• [REQUIRED WORK]
In the reflection on Matthew 1: 1-16, condense the paragraph beginning "Our families, for better or for worse" into two or three sentences that keep its main points.

Gospel: Matthew 1: 1-16
All of us have eclectic families with a wide range of personalities and characters. Every family has its saints, and every family has its rogues. Jesus' family is no different. Today's presentation of his family tree shows heroes like David and scoundrels like, well, David too. There we find true Israelites, descendants of Abraham, as well as foreigners who find their way into the family. This family tree is a microcosm of Israel's history: it is not white-washed or sugar coated. It represents the best and worst of humanity.
Our families, for better or for worse, define us as who we are - both biologically through our genetics and socially in this way in which we were raised. To embrace our past is to embrace all of it - the good and the bad, not hiding any of it. That is the greatness of the Biblical tradition: it is brutally honest in preserving all the history, the good and the bad in all its glory and shame. Those who would have it otherwise do a disservice to the tradition and to humanity at large.
Today's feast celebrates the birth of one of the greatest figures in the tradition in the person of Mary, the Mother of Jesus. But in giving us the Gospel text of Jesus' genealogy the feast is also a reminder that our past and our family is not all glorious and immaculate like Mary, that it is a collection of people good and bad who, through God's mysterious providence, brought us Jesus and the definitive revelation of God on earth.

• [DATA RECORDS]
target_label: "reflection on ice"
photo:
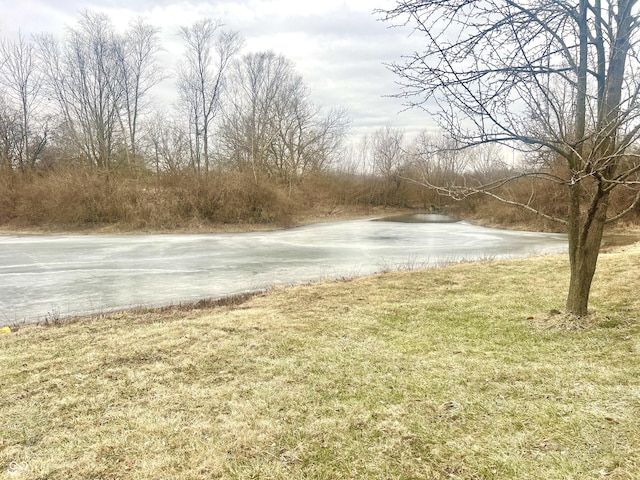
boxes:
[0,219,566,324]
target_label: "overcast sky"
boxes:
[0,0,432,142]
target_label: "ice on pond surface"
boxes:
[0,220,567,324]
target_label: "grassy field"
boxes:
[0,244,640,480]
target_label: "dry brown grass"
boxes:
[0,245,640,480]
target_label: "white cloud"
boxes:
[0,0,430,139]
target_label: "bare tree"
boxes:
[114,18,165,163]
[222,52,348,184]
[381,0,640,316]
[38,11,124,169]
[178,19,243,172]
[0,32,46,169]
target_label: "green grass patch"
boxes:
[0,246,640,480]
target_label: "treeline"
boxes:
[0,11,636,230]
[0,11,349,181]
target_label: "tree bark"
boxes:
[566,186,609,317]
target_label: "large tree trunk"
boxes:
[566,188,609,317]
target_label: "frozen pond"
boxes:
[0,216,566,326]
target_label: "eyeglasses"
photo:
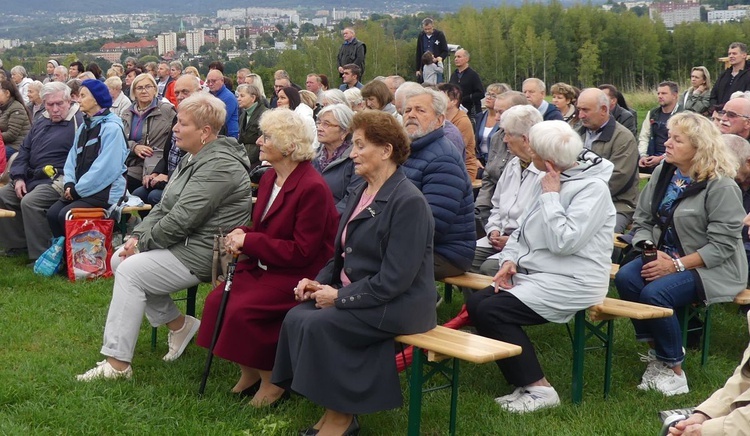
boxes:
[135,85,156,92]
[717,111,750,119]
[315,121,341,129]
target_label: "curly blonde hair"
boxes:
[667,112,738,182]
[259,108,315,162]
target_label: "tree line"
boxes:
[262,1,750,91]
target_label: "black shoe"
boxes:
[239,380,268,399]
[344,415,359,436]
[268,390,292,409]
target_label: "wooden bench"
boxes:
[443,264,672,403]
[116,204,151,238]
[396,326,521,436]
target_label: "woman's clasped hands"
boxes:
[294,279,339,309]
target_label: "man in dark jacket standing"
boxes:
[0,82,83,260]
[450,49,484,120]
[403,89,476,280]
[414,18,451,83]
[338,27,367,79]
[709,42,750,106]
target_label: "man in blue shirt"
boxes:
[206,70,240,138]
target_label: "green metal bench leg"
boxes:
[604,319,615,398]
[572,310,586,404]
[151,285,198,351]
[450,359,459,436]
[185,285,198,316]
[701,306,711,366]
[407,347,424,436]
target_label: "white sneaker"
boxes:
[637,348,659,391]
[76,359,133,381]
[500,386,560,413]
[495,387,526,405]
[648,362,690,397]
[162,315,201,362]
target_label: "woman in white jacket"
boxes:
[466,121,615,413]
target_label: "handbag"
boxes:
[65,208,114,281]
[34,236,65,277]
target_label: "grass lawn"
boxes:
[0,258,748,435]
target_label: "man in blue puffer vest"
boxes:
[403,89,477,280]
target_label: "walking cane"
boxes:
[198,255,239,397]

• [ANSWER SPACE]
Our families shape who we are, both biologically and through how we were raised, so embracing our past means accepting all of it, good and bad. The Biblical tradition's greatness lies in its brutal honesty in preserving that whole history, glory and shame alike. Those who would have it otherwise do a disservice to the tradition and to humanity.